[Collected data]
------------------------------------

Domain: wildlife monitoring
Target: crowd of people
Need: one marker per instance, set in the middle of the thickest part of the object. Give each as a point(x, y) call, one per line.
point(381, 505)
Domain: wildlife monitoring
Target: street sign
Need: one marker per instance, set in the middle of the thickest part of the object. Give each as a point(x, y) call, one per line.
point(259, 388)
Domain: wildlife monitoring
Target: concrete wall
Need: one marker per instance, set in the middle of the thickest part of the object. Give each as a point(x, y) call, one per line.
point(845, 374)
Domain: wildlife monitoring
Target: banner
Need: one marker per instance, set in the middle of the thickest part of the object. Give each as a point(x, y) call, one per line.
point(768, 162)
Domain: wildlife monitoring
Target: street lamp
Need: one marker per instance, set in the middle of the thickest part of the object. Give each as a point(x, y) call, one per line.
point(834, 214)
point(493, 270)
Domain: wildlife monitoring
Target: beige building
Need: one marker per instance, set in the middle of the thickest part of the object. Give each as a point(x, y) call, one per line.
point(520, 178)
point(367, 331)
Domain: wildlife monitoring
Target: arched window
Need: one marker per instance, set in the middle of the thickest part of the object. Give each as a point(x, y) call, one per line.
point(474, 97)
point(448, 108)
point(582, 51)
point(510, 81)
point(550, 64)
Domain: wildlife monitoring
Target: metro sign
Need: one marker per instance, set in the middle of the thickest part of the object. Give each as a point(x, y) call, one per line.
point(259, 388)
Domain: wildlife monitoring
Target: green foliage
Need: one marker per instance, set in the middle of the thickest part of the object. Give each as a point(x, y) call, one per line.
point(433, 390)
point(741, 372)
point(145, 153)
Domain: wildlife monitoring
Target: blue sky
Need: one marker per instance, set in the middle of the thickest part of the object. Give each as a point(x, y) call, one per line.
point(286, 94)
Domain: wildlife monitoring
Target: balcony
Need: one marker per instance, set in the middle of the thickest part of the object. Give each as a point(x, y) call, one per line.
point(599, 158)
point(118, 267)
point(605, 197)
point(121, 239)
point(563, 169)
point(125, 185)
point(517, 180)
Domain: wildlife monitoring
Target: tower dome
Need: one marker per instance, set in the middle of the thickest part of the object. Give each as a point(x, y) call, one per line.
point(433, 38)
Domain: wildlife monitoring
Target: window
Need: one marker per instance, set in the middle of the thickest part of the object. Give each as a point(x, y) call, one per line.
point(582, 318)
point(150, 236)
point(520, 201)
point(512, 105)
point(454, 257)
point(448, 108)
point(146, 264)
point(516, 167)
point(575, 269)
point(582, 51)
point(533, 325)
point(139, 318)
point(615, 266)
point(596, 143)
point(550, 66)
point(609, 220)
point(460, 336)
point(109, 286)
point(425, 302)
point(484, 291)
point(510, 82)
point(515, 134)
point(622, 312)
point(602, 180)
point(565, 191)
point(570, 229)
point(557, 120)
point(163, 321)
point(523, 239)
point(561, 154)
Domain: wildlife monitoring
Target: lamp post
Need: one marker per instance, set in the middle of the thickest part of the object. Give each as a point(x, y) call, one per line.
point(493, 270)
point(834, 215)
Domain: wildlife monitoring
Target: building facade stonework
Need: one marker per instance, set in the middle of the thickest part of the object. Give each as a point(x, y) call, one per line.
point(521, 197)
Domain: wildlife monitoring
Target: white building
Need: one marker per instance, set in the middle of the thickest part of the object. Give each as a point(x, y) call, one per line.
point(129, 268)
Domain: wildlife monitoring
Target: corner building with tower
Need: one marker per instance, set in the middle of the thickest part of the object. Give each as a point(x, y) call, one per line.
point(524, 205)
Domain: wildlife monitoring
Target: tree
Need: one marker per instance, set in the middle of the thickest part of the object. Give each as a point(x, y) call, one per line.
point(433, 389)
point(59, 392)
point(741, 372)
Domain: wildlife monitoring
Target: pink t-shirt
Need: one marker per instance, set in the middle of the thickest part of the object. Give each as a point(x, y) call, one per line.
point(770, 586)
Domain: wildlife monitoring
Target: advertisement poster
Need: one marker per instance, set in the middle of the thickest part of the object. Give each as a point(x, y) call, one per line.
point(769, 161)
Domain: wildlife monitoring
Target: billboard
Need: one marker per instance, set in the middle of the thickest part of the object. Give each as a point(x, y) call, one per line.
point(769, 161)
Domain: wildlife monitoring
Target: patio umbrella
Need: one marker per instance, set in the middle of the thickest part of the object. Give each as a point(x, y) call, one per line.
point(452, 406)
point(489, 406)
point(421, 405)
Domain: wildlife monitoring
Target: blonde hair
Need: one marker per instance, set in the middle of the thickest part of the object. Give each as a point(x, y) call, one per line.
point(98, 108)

------------------------------------

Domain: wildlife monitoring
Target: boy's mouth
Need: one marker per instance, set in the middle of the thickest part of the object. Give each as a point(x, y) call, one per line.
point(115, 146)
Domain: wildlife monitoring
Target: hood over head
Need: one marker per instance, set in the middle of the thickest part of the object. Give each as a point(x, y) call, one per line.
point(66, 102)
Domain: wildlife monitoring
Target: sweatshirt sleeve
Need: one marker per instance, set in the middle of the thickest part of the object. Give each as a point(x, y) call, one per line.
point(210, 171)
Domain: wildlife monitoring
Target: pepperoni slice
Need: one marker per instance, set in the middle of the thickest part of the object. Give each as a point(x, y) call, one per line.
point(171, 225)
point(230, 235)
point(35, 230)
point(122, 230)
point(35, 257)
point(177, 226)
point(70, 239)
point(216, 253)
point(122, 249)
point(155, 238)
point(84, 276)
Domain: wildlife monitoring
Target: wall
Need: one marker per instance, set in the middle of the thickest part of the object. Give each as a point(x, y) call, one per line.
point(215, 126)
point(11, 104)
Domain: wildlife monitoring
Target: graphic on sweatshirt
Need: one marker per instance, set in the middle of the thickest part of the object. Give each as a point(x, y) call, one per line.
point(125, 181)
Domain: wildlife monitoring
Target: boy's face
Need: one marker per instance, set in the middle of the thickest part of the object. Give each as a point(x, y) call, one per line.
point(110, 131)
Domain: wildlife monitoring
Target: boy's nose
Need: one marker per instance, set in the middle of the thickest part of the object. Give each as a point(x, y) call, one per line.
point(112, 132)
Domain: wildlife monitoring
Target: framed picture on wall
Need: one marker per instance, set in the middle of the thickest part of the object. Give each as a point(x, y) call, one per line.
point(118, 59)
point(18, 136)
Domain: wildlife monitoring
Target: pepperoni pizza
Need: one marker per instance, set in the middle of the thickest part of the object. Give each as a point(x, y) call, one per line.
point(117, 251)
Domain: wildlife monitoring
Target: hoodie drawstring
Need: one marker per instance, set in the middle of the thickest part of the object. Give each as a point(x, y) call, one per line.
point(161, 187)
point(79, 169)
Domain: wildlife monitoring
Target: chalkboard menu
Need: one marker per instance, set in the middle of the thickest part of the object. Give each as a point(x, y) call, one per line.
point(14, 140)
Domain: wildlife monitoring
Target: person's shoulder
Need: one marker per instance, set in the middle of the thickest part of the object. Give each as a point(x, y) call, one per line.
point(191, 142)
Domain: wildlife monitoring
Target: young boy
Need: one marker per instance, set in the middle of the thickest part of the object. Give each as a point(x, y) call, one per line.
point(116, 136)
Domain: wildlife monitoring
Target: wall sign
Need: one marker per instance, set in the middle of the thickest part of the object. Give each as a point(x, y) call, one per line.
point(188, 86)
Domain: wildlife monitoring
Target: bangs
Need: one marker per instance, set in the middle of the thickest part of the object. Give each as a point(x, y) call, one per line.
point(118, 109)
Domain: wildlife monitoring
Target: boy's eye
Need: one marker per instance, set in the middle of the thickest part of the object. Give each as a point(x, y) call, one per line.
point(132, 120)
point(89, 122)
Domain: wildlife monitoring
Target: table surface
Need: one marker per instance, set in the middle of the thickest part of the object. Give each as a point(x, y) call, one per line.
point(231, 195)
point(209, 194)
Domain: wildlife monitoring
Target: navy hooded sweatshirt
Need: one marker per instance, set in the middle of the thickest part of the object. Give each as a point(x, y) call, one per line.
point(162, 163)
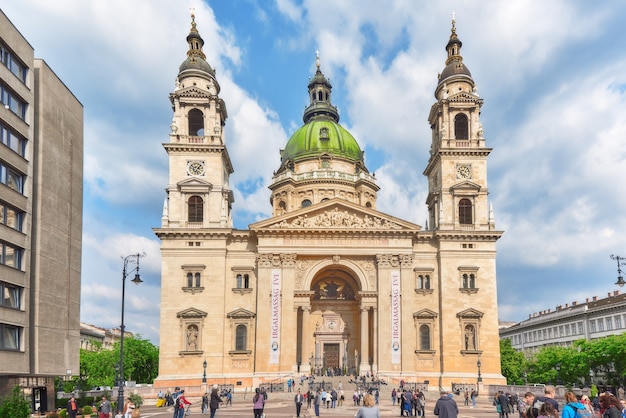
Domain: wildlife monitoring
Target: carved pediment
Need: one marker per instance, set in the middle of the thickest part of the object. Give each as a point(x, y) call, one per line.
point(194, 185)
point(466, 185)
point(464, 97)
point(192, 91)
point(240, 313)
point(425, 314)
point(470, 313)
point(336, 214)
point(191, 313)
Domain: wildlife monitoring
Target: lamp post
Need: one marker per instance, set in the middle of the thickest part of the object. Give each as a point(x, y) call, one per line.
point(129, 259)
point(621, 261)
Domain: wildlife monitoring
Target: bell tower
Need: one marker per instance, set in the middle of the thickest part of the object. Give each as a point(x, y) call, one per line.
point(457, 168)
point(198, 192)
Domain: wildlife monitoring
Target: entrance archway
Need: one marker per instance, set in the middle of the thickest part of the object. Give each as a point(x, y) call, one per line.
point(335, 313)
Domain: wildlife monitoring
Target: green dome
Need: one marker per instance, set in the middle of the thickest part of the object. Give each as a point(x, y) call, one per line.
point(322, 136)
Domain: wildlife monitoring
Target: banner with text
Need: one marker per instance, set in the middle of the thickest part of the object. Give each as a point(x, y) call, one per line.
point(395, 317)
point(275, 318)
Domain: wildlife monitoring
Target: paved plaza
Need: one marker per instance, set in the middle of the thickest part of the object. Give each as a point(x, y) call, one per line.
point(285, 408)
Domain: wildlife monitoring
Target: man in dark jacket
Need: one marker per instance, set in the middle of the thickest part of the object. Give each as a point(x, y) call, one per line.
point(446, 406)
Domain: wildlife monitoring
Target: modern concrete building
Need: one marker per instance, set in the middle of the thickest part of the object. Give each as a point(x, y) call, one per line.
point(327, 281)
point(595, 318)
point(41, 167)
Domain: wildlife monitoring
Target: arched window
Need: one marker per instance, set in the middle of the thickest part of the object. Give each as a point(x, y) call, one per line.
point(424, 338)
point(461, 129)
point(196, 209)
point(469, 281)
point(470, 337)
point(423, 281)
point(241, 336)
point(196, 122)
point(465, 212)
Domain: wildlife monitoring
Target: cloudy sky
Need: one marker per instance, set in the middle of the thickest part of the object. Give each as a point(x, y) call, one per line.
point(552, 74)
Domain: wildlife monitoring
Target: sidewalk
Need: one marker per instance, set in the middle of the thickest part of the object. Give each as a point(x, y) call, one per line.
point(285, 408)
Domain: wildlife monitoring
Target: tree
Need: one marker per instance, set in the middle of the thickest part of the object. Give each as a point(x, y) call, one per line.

------------------------------------

■ **WHAT TO WORK ON**: Answer with a single number: the count of lines in the records that contain "street".

■ **EXPECTED ANSWER**: 2